* [DOCUMENT]

Get a GAO analysis ASAP of what needs fixing: bridges, tunnels, highways, dams, locks, water supplies, electrical and gas networks and pipelines and on and on. Set goals to begin repair and rebuilding, not a "we have to fix it all this week kind of thing, in order, again, to set everyone's expectations.
Next, and this is the part nobody in the country seems to be capable of... make sure the estimates include all of the life cycle costs of the elements! That means, the costs of buying the land for the infrastructure, preparing it, building it, and extremely important, maintaining it and eventually replacing it! Bridges and roads wear out. They all have finite lifetimes and money must be accrued to finance their repair and replacement. To do this will be a record-breaking new process and idea, but you can go down in history in a good way as the first President to advocate and implement it.
Then, report at least monthly on progress and impediments to progress on all fronts. You can use the Internet and your .gov web sites to do this, as you've discovered how much they can help you already.
Here's a short story to make the next part [actual delivery] happen faster: At a division of Hewlett-Packard I once worked at, getting managers to provide "up-to-date" performance evaluations, or "reviews" of their subordinates was a major challenge, until the Division Manager instituted a new policy. At every monthly meeting of "the troops," a list would be posted for everyone to see [open government, right?] which listed all of the Division's managers and how many performance evaluations they were "behind". And the guy or gal who was furthest behind in completing their subordinates' evaluations was the one to stand up in front of everyone and present the list to everyone in the division.
Within about one year, just about every manager was "suddenly" up-to-date with their personnel evaluations. And the last person to stand up in front of everyone and make that embarrassing presentation was the division manager, himself! He had not completed the p.e. for one of his subordinates: his admin assistant ["secretary," as we called them back then.]
The next month the list had gone to zero and stayed there.
Now, what if some variation of that were applied to the various organizations in your Administration? Which one hadn't done their budget yet? Which one was late on critical reports. Let them make their own presentations on the Web, to be carried to all news networks and blog sites in a matter of minutes. Things really would change in a hurry.
Give it some thought.
Finally, and this may be the most important part: The "Bottoms-Up" concept... Now that you've got the total cost of implementation and long-term maintenance and replacement, the biggest question is, "how do we pay for it"?
While you should take a good look at my Thirty-Fourth Law, the real issue is: should the costs for all of these infrastructure events be related to the use of the elements or just be spread across everyone's tax burden? The Libertarian side of me says that, when possible, at least part should be based on "user fees," and thus related to "consumption" of the infrastructure "resource."
Bridge and highway tolls are one nice way of reminding folks that those things need to be maintained and replaced as long as they're being "used up."
I noticed this lack of "bottoms-up" costing when we had our last drought here in Raleigh. People were asked to use less water because our supply, Falls Lake, was being drawn down to near-empty levels.
At the same time, the water supply company happened to notice that, with the conservation, their revenues were down!! Mirabile Dictu!! Utter shock and dismay occurred.
So, why didn't these otherwise "bright" people use bottoms-up costing to price their "product or service"??
They know what their costs are and have been for all of the infrastructure: distribution pipe installation and maintenance, electricity costs for pumps, salary, overhead, vehicles, and on and on. Why not charge monthly "connect rates" to cover all of the fixed costs they can determine and then add a "consumption charge" based on the quantity of water delivered???
And why wouldn't the same thing work for electric, gas, and other energy "utilities"??
If the cost of the "material supplied," be it electricity, gas, water, etc., changes, that could and, I believe, should be built into the monthly bill and changed at least every few months. The infrastructure and maintenance and delivery costs don't change as quickly, on average, and could be adjusted yearly or so. This would change the sales model to one where the user could forecast their overall charges, both long-term, based on inflation, and short-term, based on their own usage.
Sort of how people adjust[ed] to changes in the price of gasoline. If the price spiked, driving styles and distances changed and types of vehicles purchased changed. If prices were relatively constant, everyone knew, roughly, how much their car cost for daily use and for replacement, and could budget [or not] accordingly.
Maybe a more extensive use of these concepts might help us all.
Please give that some thought. Thanks!

* [SET TASKS]
**a)** The piece on infrastructure costs names several costs that the water supply company already knows for its infrastructure. List each one.
**b)** How many lines of the listing contain the word "wood"? Reply with the number only.

* [DATA ENTRIES]
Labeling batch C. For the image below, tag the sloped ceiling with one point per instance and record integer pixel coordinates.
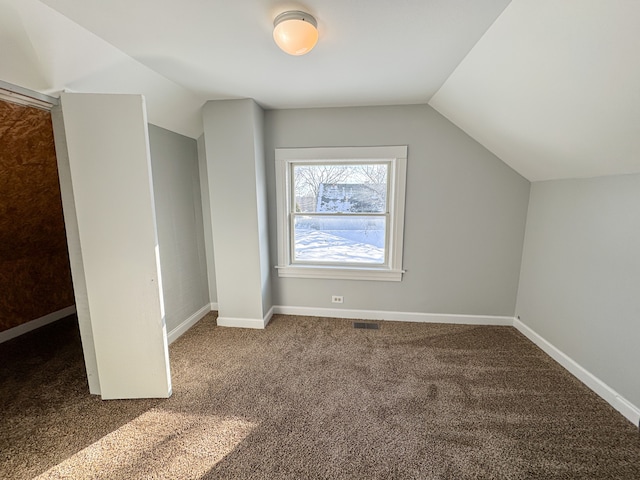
(551, 86)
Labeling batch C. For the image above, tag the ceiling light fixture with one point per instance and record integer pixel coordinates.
(295, 32)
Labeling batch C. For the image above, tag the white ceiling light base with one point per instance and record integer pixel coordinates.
(295, 32)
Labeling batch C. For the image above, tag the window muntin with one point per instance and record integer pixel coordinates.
(341, 212)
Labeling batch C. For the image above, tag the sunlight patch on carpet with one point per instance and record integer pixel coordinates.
(178, 445)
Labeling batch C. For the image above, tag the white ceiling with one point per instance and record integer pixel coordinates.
(551, 87)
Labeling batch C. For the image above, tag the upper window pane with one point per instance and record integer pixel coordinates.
(336, 188)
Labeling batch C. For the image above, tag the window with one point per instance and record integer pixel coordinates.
(341, 212)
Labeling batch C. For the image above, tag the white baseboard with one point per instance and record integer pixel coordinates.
(37, 323)
(174, 334)
(394, 316)
(617, 401)
(258, 323)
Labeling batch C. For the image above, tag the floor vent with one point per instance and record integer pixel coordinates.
(368, 326)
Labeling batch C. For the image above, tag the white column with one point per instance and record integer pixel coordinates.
(233, 135)
(116, 248)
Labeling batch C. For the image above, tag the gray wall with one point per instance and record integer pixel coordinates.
(176, 185)
(206, 214)
(465, 213)
(580, 280)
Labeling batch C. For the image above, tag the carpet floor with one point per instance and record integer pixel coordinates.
(314, 398)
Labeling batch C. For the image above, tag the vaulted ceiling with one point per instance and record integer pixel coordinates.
(552, 87)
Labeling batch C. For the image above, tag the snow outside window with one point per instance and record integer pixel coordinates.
(341, 212)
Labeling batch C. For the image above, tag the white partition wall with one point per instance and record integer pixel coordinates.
(233, 137)
(111, 189)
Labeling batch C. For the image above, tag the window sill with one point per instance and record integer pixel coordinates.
(340, 273)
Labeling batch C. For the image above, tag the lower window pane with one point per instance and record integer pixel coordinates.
(340, 239)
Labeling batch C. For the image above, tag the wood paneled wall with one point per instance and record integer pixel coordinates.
(35, 278)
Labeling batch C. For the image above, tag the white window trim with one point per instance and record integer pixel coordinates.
(397, 156)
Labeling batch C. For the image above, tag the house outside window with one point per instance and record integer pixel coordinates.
(341, 212)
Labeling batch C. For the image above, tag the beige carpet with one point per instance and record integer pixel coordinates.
(314, 398)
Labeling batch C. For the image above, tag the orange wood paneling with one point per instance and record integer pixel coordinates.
(35, 278)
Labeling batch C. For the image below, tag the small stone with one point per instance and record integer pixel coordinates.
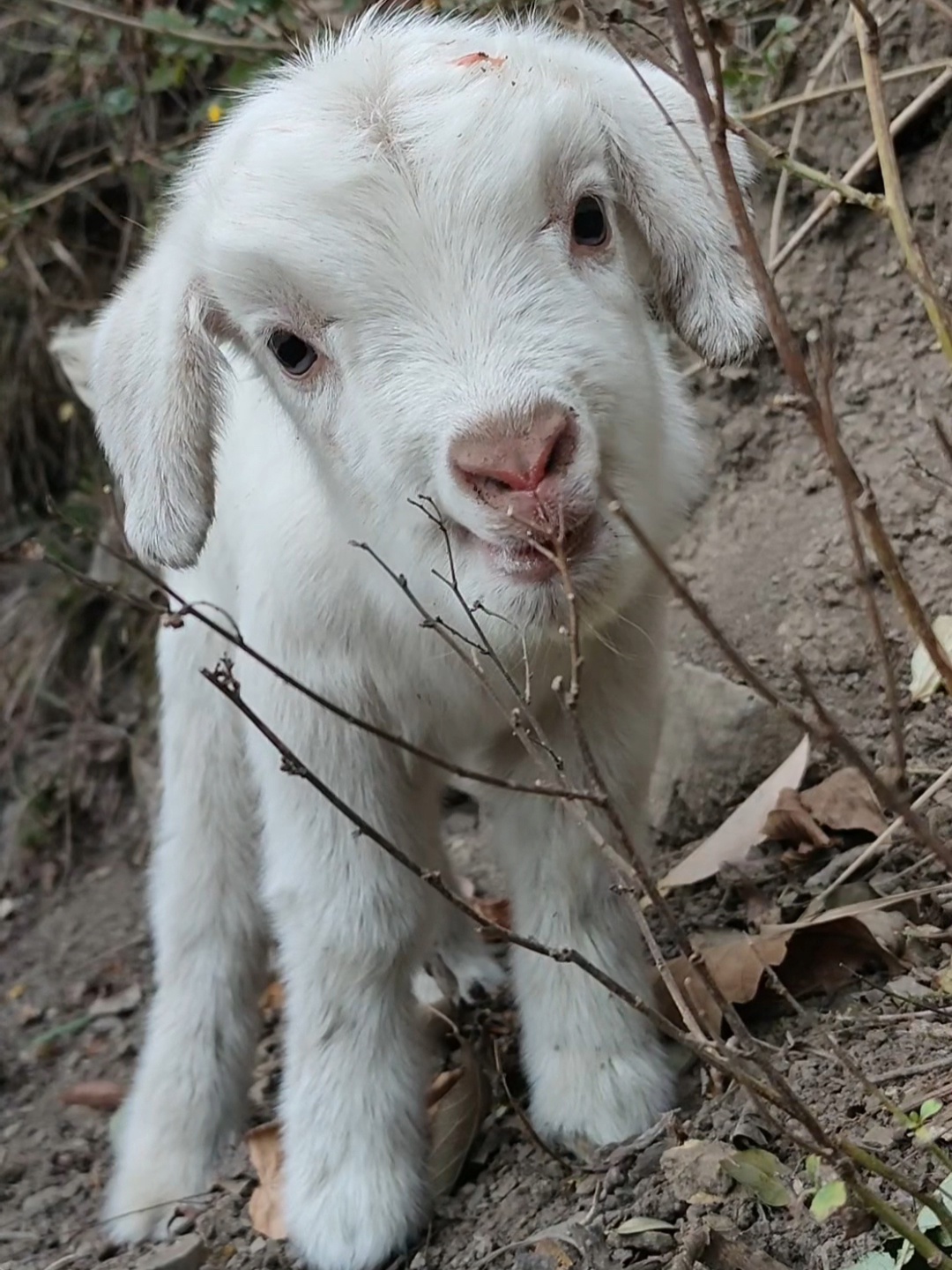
(42, 1200)
(614, 1179)
(185, 1254)
(655, 1241)
(718, 741)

* [EXPECTED RESULTS]
**a)** distribution pipe installation and maintenance; electricity costs for pumps; salary; overhead; vehicles

**b)** 2